_DOCUMENT TEXT:_
After we setup the video capture device, the program uses start_isi_parallel to notify the communication and inference setup.

# Start ISI mode.
if kdp_wrapper.start_isi_parallel(dev_idx, app_id, image_source_w, image_source_h):
    return -1

Since the KL520 application design use image buffer to pipeline the image transfer and npu processing, we can fill up the image buffer first. Therefore, we can use fill_buffer to send frames to KL520, without getting the result back yet.

start_time = time.time()
# Fill up the image buffers.
ret, img_id_tx, img_left, buffer_depth = kdp_wrapper.fill_buffer(
    dev_idx, capture, image_size, frames)
if ret:
    return -1

Then the program must wait and get back the result then send the next image. It uses pipeline_inference to get the result and to send another images to KL520 to process. The loop is set to 1000 to estimate the average FPS of 1000 images.

# Send the rest and get result in loop, with 2 images alternatively
print("Companion image buffer depth = ", buffer_depth)
kdp_wrapper.pipeline_inference(
    dev_idx, app_id, test_loop - buffer_depth, image_size,
    capture, img_id_tx, img_left, buffer_depth, frames, handle_result)

end_time = time.time()
diff = end_time - start_time 
estimate_runtime = float(diff/test_loop)
fps = float(1/estimate_runtime)    
print("Parallel inference average estimate runtime is ", estimate_runtime)
print("Average FPS is ", fps)

Run the Python example, and we can see initialization messages, and the buffer depth is 3. Image index keeps increasing and the number of detected objects are outputted

Lastly, we can see the average FPS for running 1000 images is 12.2, each image take average 82ms to finish.

5. Run OTA to Swap Another Pre-build Application Binary Mask Face Detection

Besides Tiny Yolo v3, Kneron also provides many other applications:

Age_gender: detect faces and return age and gender estimation of the target face
Objection_detection: Kneron 8 class detections
Pedestrian_detection: Kneron pedestrian detection
Ssd_fd: Mask face detection, detect face with mask and without mask

In order to swap the KL520 application, Kneron provides update application feature to update the firmware via USB. Here is an introduction how to do it.

First, user can copy the target application into app_binaries/ota/ready_to_load. Here we will load the mask fd application into KL520. As you can see, there are 3 files, fw_ncpu.bin fw_scpu.bin, and model_ota.bin. Fw_ncpu.bin and Fw_scpu.bin are program binaries that run in the two cpu in KL520. And model_ota.bin is the binary for deep learning models.

Then we can go to build/bin, and run ./update_app. This will load all 3 binaries into KL520, and program them into the flash so that even without power, the KL520 can still maintain the applications. Since the model are relatively large and flash programming is slow, users need to wait for couple mins to update the application. It takes about 3 minutes here.

As you can see the log, the SCPU and NCPU firmware are updated successfully, and model update successfully. Last, it will print out the SCPU firmware id and NCPU firmware id to ensure it is updated with the correct version of code. After KL520 is updated with the mask face detection, we can start to run this corresponding example. We are going to try the interactive with camera example, therefore, we will make sure we build the apps require opencv. Make sure to do “cmake -DBUILD_OPENCV_EX=on ..” and “make -j” again to make the cam application.

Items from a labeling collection

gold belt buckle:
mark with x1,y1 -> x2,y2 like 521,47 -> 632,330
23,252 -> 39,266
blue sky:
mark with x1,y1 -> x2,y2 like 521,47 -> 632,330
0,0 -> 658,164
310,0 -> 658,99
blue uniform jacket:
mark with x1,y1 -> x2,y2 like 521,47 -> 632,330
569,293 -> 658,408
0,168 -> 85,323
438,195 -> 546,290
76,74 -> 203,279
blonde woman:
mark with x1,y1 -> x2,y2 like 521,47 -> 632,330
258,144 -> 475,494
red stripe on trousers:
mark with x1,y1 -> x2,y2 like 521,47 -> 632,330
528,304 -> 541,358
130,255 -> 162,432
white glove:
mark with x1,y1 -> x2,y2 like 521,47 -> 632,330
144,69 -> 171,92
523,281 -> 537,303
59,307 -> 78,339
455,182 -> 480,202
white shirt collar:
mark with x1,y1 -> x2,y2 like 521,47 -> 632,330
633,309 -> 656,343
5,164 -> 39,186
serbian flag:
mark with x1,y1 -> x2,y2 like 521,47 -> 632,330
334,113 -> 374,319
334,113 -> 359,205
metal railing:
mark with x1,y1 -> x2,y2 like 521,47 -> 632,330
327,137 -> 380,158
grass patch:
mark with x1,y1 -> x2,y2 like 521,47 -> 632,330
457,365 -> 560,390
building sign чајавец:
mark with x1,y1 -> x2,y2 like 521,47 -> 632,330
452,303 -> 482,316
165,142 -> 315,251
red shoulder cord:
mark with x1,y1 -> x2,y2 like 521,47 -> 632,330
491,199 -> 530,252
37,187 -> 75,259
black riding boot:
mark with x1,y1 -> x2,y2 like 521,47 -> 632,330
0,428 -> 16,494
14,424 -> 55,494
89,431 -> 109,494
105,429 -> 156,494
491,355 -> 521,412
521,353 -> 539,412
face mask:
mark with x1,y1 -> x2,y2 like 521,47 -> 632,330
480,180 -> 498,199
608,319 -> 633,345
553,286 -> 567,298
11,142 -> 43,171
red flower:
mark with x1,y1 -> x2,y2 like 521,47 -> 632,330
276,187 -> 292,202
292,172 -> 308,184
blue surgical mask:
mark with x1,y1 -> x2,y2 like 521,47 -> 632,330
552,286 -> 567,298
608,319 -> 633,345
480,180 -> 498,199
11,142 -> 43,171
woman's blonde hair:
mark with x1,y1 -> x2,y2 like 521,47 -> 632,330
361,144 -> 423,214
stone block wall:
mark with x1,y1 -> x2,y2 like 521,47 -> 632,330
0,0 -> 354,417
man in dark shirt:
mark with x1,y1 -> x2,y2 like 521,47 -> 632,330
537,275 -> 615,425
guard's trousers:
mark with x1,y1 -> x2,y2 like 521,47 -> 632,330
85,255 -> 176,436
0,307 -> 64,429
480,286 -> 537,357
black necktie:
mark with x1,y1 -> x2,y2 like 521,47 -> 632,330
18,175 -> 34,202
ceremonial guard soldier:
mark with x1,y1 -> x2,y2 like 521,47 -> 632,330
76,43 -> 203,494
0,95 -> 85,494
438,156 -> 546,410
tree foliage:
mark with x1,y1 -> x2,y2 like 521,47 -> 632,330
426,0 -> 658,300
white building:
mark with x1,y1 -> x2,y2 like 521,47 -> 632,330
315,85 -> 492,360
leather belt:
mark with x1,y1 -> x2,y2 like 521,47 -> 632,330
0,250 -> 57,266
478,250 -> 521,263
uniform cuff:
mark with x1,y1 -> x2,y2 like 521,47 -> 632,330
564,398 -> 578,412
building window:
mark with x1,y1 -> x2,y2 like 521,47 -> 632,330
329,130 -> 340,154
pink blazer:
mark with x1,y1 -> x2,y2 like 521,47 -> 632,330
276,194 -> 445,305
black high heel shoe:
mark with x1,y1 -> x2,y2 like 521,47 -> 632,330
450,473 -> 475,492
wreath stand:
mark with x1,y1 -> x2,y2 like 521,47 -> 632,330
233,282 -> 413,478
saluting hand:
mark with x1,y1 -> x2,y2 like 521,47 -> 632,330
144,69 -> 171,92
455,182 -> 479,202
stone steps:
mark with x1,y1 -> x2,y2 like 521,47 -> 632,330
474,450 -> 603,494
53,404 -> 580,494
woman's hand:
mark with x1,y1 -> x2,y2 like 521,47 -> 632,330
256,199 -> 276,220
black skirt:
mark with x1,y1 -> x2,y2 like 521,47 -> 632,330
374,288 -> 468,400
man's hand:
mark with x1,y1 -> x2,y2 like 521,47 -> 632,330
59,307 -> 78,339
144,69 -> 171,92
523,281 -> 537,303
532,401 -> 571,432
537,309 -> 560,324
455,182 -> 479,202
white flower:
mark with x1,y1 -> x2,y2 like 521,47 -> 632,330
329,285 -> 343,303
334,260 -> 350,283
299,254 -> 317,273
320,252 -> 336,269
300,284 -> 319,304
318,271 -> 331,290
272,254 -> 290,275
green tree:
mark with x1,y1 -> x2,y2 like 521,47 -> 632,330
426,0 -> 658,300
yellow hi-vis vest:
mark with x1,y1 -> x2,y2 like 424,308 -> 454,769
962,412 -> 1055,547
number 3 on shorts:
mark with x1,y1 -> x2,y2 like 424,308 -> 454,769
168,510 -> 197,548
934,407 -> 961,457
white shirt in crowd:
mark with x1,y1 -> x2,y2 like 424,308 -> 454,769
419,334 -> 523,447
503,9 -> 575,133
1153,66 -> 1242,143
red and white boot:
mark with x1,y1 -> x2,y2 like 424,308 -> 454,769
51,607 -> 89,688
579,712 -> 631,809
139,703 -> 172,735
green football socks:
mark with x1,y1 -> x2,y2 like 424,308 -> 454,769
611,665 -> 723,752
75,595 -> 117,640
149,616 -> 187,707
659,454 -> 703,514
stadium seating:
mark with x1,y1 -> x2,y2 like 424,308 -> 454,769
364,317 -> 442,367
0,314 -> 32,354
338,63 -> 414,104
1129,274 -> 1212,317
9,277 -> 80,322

_BRIEF:_ Repeat everything in the KL520 text above from "5. Run OTA to" down to "deep learning models.", word for word.

_SOLUTION TO THIS PROBLEM:_
5. Run OTA to Swap Another Pre-build Application Binary Mask Face Detection

Besides Tiny Yolo v3, Kneron also provides many other applications:

Age_gender: detect faces and return age and gender estimation of the target face
Objection_detection: Kneron 8 class detections
Pedestrian_detection: Kneron pedestrian detection
Ssd_fd: Mask face detection, detect face with mask and without mask

In order to swap the KL520 application, Kneron provides update application feature to update the firmware via USB. Here is an introduction how to do it.

First, user can copy the target application into app_binaries/ota/ready_to_load. Here we will load the mask fd application into KL520. As you can see, there are 3 files, fw_ncpu.bin fw_scpu.bin, and model_ota.bin. Fw_ncpu.bin and Fw_scpu.bin are program binaries that run in the two cpu in KL520. And model_ota.bin is the binary for deep learning models.